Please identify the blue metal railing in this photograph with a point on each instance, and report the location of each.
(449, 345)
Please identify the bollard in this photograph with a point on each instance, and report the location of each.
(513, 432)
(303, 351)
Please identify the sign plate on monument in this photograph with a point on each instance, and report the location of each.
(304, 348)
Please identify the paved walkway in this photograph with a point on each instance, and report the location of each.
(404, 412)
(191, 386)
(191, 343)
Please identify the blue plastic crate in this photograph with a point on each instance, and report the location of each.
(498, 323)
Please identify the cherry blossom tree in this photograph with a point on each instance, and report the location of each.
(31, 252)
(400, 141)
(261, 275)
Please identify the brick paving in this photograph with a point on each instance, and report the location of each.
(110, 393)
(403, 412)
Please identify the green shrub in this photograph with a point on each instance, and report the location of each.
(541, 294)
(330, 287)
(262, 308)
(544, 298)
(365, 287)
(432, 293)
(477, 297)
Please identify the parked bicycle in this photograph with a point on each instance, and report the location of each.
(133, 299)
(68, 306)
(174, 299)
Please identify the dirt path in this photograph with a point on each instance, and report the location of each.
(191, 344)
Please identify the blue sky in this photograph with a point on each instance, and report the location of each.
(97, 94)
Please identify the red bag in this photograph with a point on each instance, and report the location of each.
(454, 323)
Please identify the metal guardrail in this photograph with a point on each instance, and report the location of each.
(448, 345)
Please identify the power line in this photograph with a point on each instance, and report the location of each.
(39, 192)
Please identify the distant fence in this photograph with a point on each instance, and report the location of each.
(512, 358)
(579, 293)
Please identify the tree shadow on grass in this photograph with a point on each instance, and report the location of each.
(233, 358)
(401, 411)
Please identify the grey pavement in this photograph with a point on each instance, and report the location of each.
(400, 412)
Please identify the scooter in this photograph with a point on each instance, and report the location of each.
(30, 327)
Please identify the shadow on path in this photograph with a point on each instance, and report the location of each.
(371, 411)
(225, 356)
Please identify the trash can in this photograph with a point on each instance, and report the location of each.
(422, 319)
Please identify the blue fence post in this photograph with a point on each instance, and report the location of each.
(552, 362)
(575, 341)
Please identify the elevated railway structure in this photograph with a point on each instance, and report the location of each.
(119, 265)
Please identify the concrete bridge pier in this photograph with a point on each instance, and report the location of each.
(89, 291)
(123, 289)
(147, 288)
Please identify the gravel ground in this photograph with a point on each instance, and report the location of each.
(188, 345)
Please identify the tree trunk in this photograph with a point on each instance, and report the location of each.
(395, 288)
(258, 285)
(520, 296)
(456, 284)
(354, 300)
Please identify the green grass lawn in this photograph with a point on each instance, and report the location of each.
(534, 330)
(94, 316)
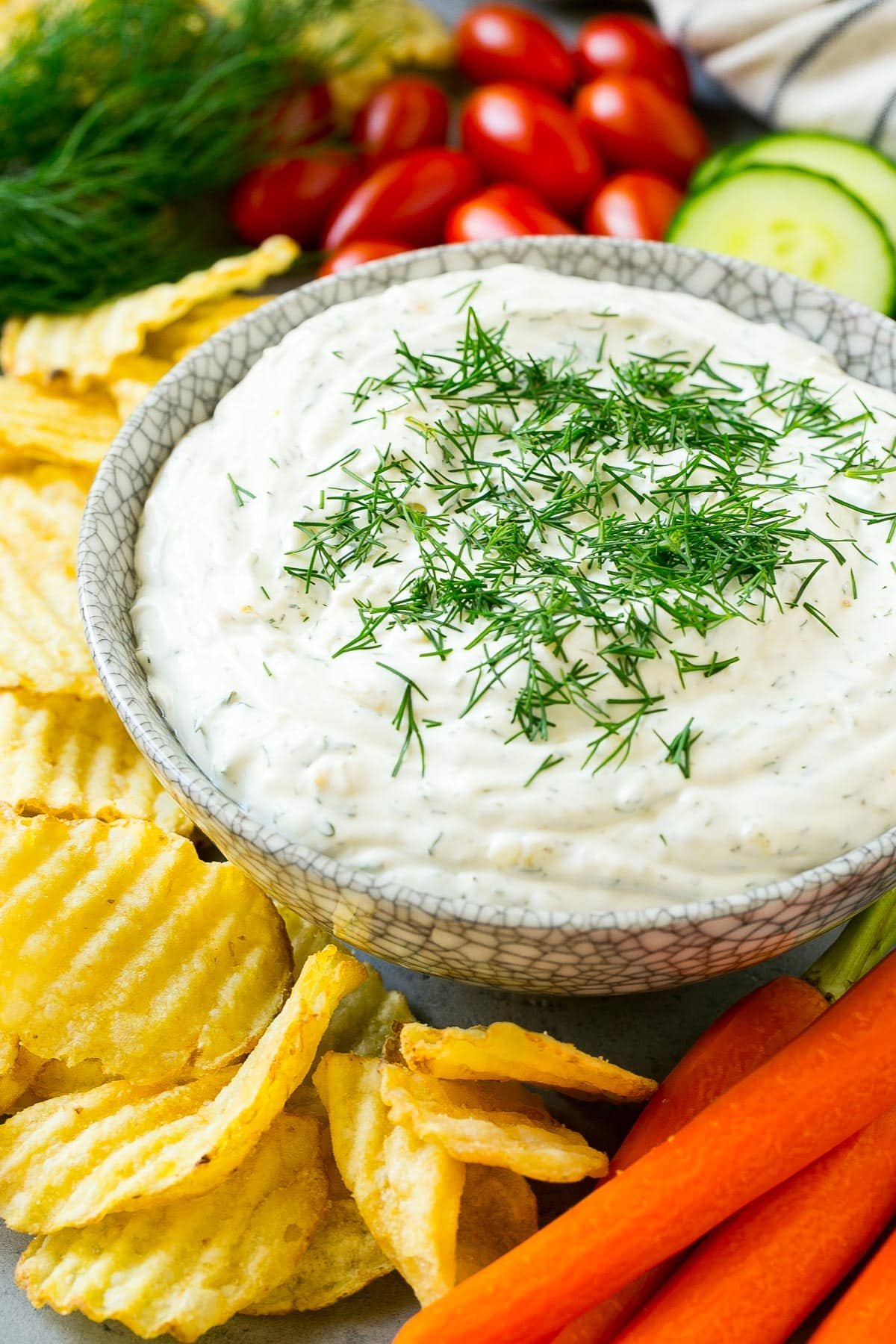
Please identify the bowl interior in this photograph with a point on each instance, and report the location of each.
(864, 343)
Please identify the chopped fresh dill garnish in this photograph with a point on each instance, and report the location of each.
(406, 719)
(240, 491)
(546, 765)
(679, 750)
(583, 519)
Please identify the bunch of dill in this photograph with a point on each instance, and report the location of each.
(117, 120)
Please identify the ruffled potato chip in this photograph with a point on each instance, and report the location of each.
(361, 46)
(84, 347)
(75, 1160)
(408, 1191)
(497, 1213)
(18, 1071)
(491, 1124)
(73, 759)
(119, 944)
(191, 1265)
(366, 1018)
(508, 1053)
(178, 339)
(42, 645)
(341, 1260)
(38, 425)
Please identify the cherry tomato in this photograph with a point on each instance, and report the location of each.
(302, 117)
(504, 42)
(526, 134)
(406, 199)
(635, 205)
(293, 196)
(403, 114)
(637, 125)
(622, 45)
(503, 211)
(359, 253)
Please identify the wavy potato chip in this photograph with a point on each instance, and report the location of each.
(191, 1265)
(40, 426)
(361, 46)
(18, 1071)
(491, 1124)
(507, 1053)
(84, 347)
(366, 1018)
(73, 759)
(341, 1258)
(179, 337)
(119, 944)
(408, 1191)
(75, 1160)
(42, 645)
(497, 1213)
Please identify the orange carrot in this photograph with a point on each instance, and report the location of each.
(743, 1038)
(761, 1275)
(751, 1031)
(867, 1310)
(829, 1082)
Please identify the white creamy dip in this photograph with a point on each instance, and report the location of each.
(756, 746)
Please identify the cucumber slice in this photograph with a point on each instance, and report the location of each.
(864, 171)
(794, 221)
(714, 167)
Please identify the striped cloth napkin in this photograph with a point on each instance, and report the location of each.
(798, 63)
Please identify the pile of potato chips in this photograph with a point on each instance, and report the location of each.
(211, 1109)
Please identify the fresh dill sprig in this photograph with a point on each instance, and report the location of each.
(117, 119)
(528, 547)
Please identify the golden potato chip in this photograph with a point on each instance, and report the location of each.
(497, 1213)
(119, 944)
(87, 346)
(58, 1080)
(42, 645)
(366, 1018)
(305, 937)
(73, 759)
(408, 1191)
(179, 337)
(508, 1053)
(74, 1160)
(18, 1070)
(361, 46)
(341, 1258)
(492, 1124)
(132, 378)
(42, 426)
(191, 1265)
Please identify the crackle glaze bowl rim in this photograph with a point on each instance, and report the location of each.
(665, 267)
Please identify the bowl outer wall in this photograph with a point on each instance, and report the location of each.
(603, 952)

--------------------

◆ TASK: Every line above should be duplicated exactly; the pictures are to be left out.

◆ ANSWER SECTION:
Please identify the blue metal railing in this photograph with a point on each instance, and report the location of each.
(449, 345)
Please identify the bollard in this photograph with a point on each instance, and report the location of each.
(513, 432)
(303, 351)
Please identify the sign plate on monument in this photograph with a point on each instance, and report the location of each.
(304, 348)
Please identify the paved walkway in this photograph with a point on each instance, and report the location of each.
(404, 412)
(191, 386)
(191, 343)
Please identify the blue plastic crate in this photograph with a point on each instance, and report the location of each.
(498, 323)
Please identify the cherry blossom tree in this photograph with a point on each instance, and report the location of each.
(31, 252)
(400, 141)
(261, 275)
Please identify the brick paving in this photograph with a point on each instance, and report the location of each.
(110, 393)
(403, 412)
Please identify the green shrub in this photograph with a point on each instance, and report the location of each.
(541, 294)
(330, 287)
(262, 308)
(544, 298)
(365, 287)
(432, 293)
(477, 297)
Please identify the parked bicycle in this photograph with a point on each instance, and report the location of each.
(133, 299)
(68, 306)
(174, 299)
Please identify the dirt path in this photograph with a point on each instance, and report the location of each.
(191, 344)
Please identify the blue sky in this photograph with a point on each instance, and report the location of each.
(97, 94)
Please identify the red bag in this photograph with a point on each instance, and report the location of each.
(454, 323)
Please identify the metal guardrail in this photograph with a point on each instance, and report the location of each.
(448, 345)
Please identify the power line in this photograph with a point on each instance, and report the location of each.
(39, 192)
Please identify the distant fence in this photograph with a point on each instance, and report the location of each.
(512, 358)
(579, 293)
Please identify the tree shadow on grass in this photograph with a point on each instance, and report the location of each.
(233, 358)
(401, 411)
Please identify the grey pavement in this photograph with a point on each instance, and report the location of each.
(400, 412)
Please identify the scooter in this photograph with a point on each instance, and report the location of each.
(30, 327)
Please identify the shadow on path in this photograph with a point on each instance, and report the location of each.
(371, 411)
(225, 356)
Please identify the trash can in this photograph with a point on each instance, and report the location of each.
(422, 319)
Please identify the blue fence post in this photograph with a point on each instance, and report the location of each.
(552, 362)
(575, 341)
Please identify the elevated railway structure in this photograph with a point on each instance, and report the location of each.
(119, 265)
Please identify the concrete bridge pier in this photograph with a point on each instance, and report the location of each.
(89, 291)
(123, 289)
(147, 288)
Please identify the gravel ground in this photograph with a point on each instance, and report the location of each.
(188, 345)
Please identify the tree trunk in this photograph with a point on each instance, and report the location of each.
(395, 288)
(258, 285)
(520, 296)
(456, 284)
(354, 300)
Please identify the green grass lawn in this photograph with a point on each instance, and report the location of each.
(534, 330)
(94, 316)
Please identify the bowl interior in this photograph with a point on each instance, and report the location of each.
(864, 343)
Please identify the chopped fresh dill garnish in this photograph with a point on each instance, and report the location of each.
(406, 719)
(240, 491)
(546, 765)
(679, 750)
(583, 519)
Please identify the bunch of dill in this photograph with a point on each instance, and report the location of each.
(117, 120)
Please identify the ruffled potato chip in this photograph with a point on each instance, and report the location of each.
(361, 46)
(84, 347)
(75, 1160)
(408, 1191)
(497, 1213)
(18, 1071)
(491, 1124)
(73, 759)
(119, 944)
(191, 1265)
(366, 1018)
(508, 1053)
(178, 339)
(42, 645)
(341, 1260)
(38, 425)
Please identify the cherry tomato in this photograph with a point on each instance, and report the location of each.
(302, 117)
(504, 42)
(526, 134)
(406, 199)
(635, 205)
(293, 196)
(403, 114)
(637, 125)
(622, 45)
(503, 211)
(359, 253)
Please identify the wavy potato chip in this photograph with a point on each instance, and report the location of each.
(191, 1265)
(40, 426)
(361, 46)
(18, 1071)
(491, 1124)
(507, 1053)
(84, 347)
(366, 1018)
(73, 759)
(341, 1258)
(179, 337)
(119, 944)
(408, 1191)
(75, 1160)
(42, 645)
(497, 1213)
Please identify the orange carrot in this photograph with a point on each instance, and report the location of each.
(743, 1038)
(761, 1275)
(751, 1031)
(867, 1310)
(829, 1082)
Please identify the white creamy dip in this photograph with a point on each instance, and report the location of each.
(756, 746)
Please identify the cucumber slice in this photograph with a point on each instance, and report the location of each.
(864, 171)
(794, 221)
(714, 167)
Please identify the striped cloth napkin in this photograph with a point on each instance, and report the location of each.
(798, 63)
Please identify the pile of potato chips in this photograph with a point on each instance, and report the location of each.
(211, 1109)
Please identify the fresh dill sprig in this photograph with a point on each instance, and report the location of each.
(117, 119)
(528, 547)
Please identify the golden potato chip in this photograph with a point on each instance, and report the location of each.
(497, 1213)
(119, 944)
(87, 346)
(58, 1080)
(42, 645)
(366, 1018)
(305, 937)
(73, 759)
(408, 1191)
(179, 337)
(508, 1053)
(74, 1160)
(18, 1070)
(361, 46)
(341, 1258)
(492, 1124)
(132, 378)
(42, 426)
(191, 1265)
Please identify the crackle glaze bowl rim in this photograph with a point on each instance, and report the location of each.
(665, 267)
Please identify the bowl outer wall in this photograph with a point on each instance, and report the location of each.
(603, 952)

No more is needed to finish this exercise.